Tolong sebutkan, surat dan ayat berapa dari al-Qur'an yang dikutip dalam teks tentang Al-Qur'an dan al-Sunnah?
----- TEKS BACAAN -----
Al-Qur’an
dan al-Sunnah
Sebagai
Pedoman Hidup Manusia
Oleh: Jajang
Hidayatullah
Al-Qur’an
dan Al-Sunnah bagi seorang muslim adalah sumber petunjuk segala aturan
kehidupan ini, keduanya tidak akan bisa dipisahkan karena memang memiliki
keterikatan hukum yang amat kuat oleh karena itu apabila hidup ini tidak
berpegang teguh terahadap tirkah Rasul (al-Qur’an dan as-Sunnah) tersebut, maka
hidup kita akan celaka karena akan berkubang pada kesesatan yang nyata. Dalam
hadits, Rasulullah Saw bersabda:
إِنِّي قَدْ تَرَكْتُ فِيكُمْ شَيْئَيْنِ لَنْ تَضِلُّوا
بَعْدَهُمَا : كِتَابَ اللهِ وَسُنَّتِي ، وَلَنْ يَتَفَرَّقَا حَتَّى يَرِدَا عَلَيَّ
الْحَوْضَ
“sungguh Aku tinggalkan dua perkara kepada kalian dimana kalian
tidak akan tersesat selama kalian berpegang teguh dengan keduanya, yaitu
kitabullah dan sunnahku. Serta keduanya tidak akan berpisah sampai keduanya
mendatangiku di telaga (syurga)”. [Lihat al-Hakim, al-Mustadrak ‘ala
al-Shahihain, Kitab al-Ilmi, Hadits no. 322, (Beirut: Dar_El-Fikr, 2002), hlm.
193].
Hal ini juga disinyalir dalam beberapa surat
dalam al-Qur’an, diantaranya:
وَمَا كَانَ لِمُؤْمِنٍ
وَلَا مُؤْمِنَةٍ إِذَا قَضَى اللَّهُ وَرَسُولُهُ أَمْرًا أَنْ يَكُونَ لَهُمُ الْخِيَرَةُ
مِنْ أَمْرِهِمْ وَمَنْ يَعْصِ اللَّهَ وَرَسُولَهُ فَقَدْ ضَلَّ ضَلَالًا مُبِينًا
“dan tidaklah patut bagi laki-laki yang
mukmin dan tidak (pula) bagi perempuan yang mukmin, apabila Allah dan Rasul-Nya
telah menetapkan satu ketetapan, akan ada bagi mereka pilihan (yang lain)
tentang urusan mereka. Dan barangsiapa mendurhakai Allah dan Rasul-Nya maka
sungguh dia telah sesat, sesat yang nyata.” (QS. Al-Ahzab ayat: 36)
Disamping
sebagai petunjuk, al-Qur’an juga menjadi bukti kenabian Muhammad Saw. sebagai
kitab Allah, al-Qur’an memiliki keistimewaan (mukjizat), hal ini menegaskan
bahwa al-Qur’an ini bukan ciptaan manusia—sebagaimana sering dituduhkan kaum
orientalis—melainkan benar-benar kalam Allah Swt.
Ada yang
menarik dari tafsir Ibnu Katsir saat penyusun kitab ini menafsirkan QS.
----- DATA YANG DISEDIAKAN -----
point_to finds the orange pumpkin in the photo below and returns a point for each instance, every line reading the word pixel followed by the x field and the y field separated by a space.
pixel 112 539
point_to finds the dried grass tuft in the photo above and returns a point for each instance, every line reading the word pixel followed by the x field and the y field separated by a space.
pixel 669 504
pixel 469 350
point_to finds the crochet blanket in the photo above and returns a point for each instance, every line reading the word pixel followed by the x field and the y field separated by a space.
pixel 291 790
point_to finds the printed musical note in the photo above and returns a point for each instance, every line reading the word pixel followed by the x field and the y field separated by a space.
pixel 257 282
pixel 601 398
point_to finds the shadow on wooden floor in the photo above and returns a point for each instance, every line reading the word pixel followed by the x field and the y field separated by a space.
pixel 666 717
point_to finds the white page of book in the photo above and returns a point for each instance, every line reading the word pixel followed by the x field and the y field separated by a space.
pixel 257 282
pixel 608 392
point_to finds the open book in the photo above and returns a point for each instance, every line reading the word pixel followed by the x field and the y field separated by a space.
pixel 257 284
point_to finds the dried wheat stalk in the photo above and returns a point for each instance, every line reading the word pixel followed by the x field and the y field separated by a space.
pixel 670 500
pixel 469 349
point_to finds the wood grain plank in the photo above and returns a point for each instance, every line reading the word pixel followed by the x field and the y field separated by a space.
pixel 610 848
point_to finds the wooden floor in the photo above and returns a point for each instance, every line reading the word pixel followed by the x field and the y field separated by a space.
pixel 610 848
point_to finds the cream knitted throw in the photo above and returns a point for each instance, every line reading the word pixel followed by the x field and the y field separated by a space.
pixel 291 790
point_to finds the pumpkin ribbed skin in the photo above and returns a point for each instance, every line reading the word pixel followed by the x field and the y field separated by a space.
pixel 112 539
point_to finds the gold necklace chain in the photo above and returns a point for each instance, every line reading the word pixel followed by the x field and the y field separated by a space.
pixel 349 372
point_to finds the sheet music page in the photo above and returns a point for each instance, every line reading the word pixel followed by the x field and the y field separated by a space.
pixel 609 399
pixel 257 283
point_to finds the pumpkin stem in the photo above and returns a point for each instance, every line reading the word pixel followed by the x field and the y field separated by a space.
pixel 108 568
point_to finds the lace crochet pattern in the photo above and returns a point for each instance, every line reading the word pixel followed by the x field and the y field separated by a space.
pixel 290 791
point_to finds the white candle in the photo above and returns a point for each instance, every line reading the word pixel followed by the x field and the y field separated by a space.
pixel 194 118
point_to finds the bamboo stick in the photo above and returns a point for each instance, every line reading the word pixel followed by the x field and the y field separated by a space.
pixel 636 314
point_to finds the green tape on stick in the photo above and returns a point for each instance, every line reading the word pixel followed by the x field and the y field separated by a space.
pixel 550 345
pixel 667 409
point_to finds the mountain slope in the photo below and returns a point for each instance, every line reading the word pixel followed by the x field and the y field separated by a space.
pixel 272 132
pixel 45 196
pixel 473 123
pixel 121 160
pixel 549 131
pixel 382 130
-----
▶ PEMECAHAN MASALAH: QS. Al-Ahzab ayat 36.